====== Document text ======

Paul: Exactly, it wasn't so much that we were coming to take over their city, but rather them wanting to come work with us. They wanted to see what the Tippling Bros. were doing. When we first opened in Chicago, many industry people commented on how we had assembled the best bartenders they knew in Chicago.

The idea behind Double A was to build this cozy basement lounge. In our brainstorming sessions, Tad and I had the idea of building a "chefs worktable" for bartenders, thus removing the bar all together (or barrier, if you will) between guests and mixologists. What we ended with was the inside-out bar.

And what we got was a serious case study in sociology. It's quite amusing to see the first-time patron. They're not sure how to proceed or where to order. On the other hand, once they do get it, it does pose some logistical problems for service. In the parlance of our times, some patrons are "all up the bartender's grill." This has led us to closing off an area by the bartenders, thus creating "off limit" areas during our busier times. The good thing about it is that we now have the Super VIP space.

GB: Tad, what is Paul's best cocktail?

Tad: Paul's big gun is one called the Chu-cumber. Divine. While I have gleaned that it contains shochu and cucumber, Paul is a man of intrigue and mystery and has yet to divulge the remaining ingredients. I have wondered about his frequent trips to the mountains of Tibet.

GB: Paul, what's the best cocktail Tad has concocted?

====== Given records ======

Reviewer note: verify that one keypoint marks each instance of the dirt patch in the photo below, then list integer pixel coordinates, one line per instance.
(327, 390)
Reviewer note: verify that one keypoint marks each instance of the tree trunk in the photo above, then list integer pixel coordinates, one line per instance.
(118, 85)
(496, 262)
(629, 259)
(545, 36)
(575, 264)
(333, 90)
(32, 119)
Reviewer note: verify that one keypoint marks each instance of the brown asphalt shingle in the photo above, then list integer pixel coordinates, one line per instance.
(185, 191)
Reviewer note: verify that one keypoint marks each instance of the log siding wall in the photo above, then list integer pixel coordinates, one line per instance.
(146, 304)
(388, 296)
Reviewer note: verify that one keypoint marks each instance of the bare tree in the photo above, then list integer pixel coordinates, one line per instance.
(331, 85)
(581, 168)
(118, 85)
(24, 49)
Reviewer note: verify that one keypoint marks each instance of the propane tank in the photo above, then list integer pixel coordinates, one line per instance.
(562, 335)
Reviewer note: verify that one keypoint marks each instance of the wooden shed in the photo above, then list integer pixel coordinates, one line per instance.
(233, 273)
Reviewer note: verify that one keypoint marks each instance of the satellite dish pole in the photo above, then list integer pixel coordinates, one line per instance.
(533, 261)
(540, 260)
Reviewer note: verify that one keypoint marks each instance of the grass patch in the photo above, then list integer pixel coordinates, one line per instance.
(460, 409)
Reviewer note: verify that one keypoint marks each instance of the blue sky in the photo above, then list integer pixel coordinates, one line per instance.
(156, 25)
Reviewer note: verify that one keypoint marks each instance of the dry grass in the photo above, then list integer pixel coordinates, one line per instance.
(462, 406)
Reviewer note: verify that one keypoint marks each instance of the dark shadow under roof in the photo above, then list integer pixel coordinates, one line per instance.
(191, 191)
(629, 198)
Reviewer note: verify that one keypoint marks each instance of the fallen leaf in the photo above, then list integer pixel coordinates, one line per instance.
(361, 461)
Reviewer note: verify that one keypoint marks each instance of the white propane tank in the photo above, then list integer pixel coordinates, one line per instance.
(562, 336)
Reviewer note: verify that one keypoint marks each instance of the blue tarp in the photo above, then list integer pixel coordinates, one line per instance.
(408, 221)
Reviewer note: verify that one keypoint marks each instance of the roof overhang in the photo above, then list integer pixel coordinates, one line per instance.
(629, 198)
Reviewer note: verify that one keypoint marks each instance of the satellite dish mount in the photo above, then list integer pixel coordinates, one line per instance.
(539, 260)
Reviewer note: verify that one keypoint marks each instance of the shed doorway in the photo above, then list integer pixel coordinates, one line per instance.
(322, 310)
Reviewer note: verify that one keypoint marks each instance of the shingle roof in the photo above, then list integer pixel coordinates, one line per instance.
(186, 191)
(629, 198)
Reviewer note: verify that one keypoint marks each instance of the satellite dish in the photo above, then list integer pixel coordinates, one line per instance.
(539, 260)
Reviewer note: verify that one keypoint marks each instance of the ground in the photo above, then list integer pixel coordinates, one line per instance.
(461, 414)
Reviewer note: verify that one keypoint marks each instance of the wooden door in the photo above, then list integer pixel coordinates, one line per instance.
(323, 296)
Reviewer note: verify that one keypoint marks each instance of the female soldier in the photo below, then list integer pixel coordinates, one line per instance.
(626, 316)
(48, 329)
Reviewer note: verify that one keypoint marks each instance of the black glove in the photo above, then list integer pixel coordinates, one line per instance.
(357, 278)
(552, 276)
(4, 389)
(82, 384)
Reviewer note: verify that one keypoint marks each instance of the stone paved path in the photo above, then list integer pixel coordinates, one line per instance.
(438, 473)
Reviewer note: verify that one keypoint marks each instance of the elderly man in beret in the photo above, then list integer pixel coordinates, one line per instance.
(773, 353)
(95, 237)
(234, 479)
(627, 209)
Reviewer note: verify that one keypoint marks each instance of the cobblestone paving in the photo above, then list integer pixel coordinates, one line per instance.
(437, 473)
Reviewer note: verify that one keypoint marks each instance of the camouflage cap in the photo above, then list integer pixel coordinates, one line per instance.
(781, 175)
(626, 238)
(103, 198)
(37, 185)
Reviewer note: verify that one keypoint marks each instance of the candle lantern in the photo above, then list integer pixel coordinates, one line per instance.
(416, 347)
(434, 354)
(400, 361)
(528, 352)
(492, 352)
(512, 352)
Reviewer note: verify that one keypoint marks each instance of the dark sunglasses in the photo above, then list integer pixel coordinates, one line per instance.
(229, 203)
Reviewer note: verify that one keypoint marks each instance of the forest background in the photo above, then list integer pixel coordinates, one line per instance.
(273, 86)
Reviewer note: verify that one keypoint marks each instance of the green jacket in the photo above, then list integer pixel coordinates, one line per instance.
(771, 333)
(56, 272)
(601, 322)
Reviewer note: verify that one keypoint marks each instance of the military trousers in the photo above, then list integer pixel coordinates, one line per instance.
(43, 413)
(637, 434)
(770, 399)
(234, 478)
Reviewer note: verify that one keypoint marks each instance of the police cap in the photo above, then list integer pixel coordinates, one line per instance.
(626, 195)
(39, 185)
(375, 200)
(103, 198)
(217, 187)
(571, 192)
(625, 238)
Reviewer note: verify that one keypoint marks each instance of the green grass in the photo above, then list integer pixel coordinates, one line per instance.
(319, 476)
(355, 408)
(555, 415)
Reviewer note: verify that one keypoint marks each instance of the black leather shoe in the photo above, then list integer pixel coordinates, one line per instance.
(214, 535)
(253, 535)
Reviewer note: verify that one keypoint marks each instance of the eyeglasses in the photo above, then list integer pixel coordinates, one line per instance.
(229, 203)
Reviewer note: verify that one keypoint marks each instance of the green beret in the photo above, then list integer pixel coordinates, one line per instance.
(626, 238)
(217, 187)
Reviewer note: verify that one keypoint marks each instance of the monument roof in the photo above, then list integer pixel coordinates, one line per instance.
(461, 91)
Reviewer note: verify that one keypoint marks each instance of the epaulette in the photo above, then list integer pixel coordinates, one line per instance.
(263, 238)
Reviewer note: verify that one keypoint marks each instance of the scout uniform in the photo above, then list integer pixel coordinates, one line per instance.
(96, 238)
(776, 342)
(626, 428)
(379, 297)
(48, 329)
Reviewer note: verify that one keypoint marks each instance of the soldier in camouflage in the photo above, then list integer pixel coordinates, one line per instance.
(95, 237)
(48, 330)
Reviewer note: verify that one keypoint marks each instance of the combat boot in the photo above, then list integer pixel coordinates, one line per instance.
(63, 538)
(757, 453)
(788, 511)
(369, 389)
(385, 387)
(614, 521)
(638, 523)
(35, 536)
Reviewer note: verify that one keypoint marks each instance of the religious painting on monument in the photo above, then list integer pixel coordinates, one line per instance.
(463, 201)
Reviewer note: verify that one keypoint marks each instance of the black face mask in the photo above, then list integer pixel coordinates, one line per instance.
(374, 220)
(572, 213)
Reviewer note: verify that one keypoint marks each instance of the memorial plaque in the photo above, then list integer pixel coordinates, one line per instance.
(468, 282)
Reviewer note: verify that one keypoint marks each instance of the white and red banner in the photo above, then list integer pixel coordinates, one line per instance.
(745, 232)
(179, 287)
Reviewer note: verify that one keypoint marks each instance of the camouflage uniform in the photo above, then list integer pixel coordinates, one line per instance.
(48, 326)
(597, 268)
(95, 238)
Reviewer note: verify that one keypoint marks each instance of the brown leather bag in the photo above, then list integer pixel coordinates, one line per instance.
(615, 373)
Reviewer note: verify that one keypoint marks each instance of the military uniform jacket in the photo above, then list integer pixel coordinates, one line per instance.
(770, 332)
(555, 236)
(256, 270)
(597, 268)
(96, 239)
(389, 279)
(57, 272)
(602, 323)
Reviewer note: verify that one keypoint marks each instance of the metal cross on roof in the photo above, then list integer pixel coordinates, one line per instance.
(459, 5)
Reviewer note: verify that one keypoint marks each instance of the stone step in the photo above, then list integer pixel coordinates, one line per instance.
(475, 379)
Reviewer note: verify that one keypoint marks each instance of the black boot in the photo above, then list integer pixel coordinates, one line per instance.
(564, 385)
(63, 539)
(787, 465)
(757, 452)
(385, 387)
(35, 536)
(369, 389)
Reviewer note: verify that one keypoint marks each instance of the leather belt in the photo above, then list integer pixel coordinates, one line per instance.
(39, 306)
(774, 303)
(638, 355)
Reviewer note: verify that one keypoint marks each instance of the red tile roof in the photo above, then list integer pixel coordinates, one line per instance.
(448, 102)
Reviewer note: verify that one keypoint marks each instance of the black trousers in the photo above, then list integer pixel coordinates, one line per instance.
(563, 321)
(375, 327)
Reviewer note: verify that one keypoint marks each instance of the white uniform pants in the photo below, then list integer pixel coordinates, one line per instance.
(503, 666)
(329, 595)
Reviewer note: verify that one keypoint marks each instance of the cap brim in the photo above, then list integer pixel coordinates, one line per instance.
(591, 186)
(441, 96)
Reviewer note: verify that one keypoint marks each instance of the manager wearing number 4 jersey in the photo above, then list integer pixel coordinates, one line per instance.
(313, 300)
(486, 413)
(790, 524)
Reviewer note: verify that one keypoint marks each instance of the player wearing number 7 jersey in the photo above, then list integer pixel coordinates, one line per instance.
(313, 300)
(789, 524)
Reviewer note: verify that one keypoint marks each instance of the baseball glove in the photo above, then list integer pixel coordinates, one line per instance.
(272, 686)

======

■ Task requirements
a. Copy the Double A interview from "The idea behind" to "Super VIP space.".
b. Write what comes next in the Double A interview, starting after its last line.

■ Expected outputs
a.
The idea behind Double A was to build this cozy basement lounge. In our brainstorming sessions, Tad and I had the idea of building a "chefs worktable" for bartenders, thus removing the bar all together (or barrier, if you will) between guests and mixologists. What we ended with was the inside-out bar.

And what we got was a serious case study in sociology. It's quite amusing to see the first-time patron. They're not sure how to proceed or where to order. On the other hand, once they do get it, it does pose some logistical problems for service. In the parlance of our times, some patrons are "all up the bartender's grill." This has led us to closing off an area by the bartenders, thus creating "off limit" areas during our busier times. The good thing about it is that we now have the Super VIP space.

b.
Paul: You never come across a dud with him. Let me put it this way: I don't really try to work on creating cocktails anymore, not when your business partner is the master mixologist. If you can't beat them, they say. I'll only chime in when asked.

After three years of working together, Tad still amazes me with his skills. He's able to create recipes for cocktails, with exact measurements mind you, in his head using the oddest combination of ingredient for can possibly imagine and they taste balanced and flavorful. Maybe this is the reason why he does his best work last minute.

I personally like to be prepared and try have my work done as far ahead as I can. So if we are working on a project that has an extensive cocktail list, I'll pester him for weeks about cocktail recipes. To this day, he's never handed in a single recipe till hours before they are due to a client. I can tell you he definitely was the kid in school who wrote all his papers the night before they were due and still got A's, though he refuses to broach this subject whenever I bring it up.

And don't get me started on his other bartending skills: effortlessly charming and a true master of hospitality.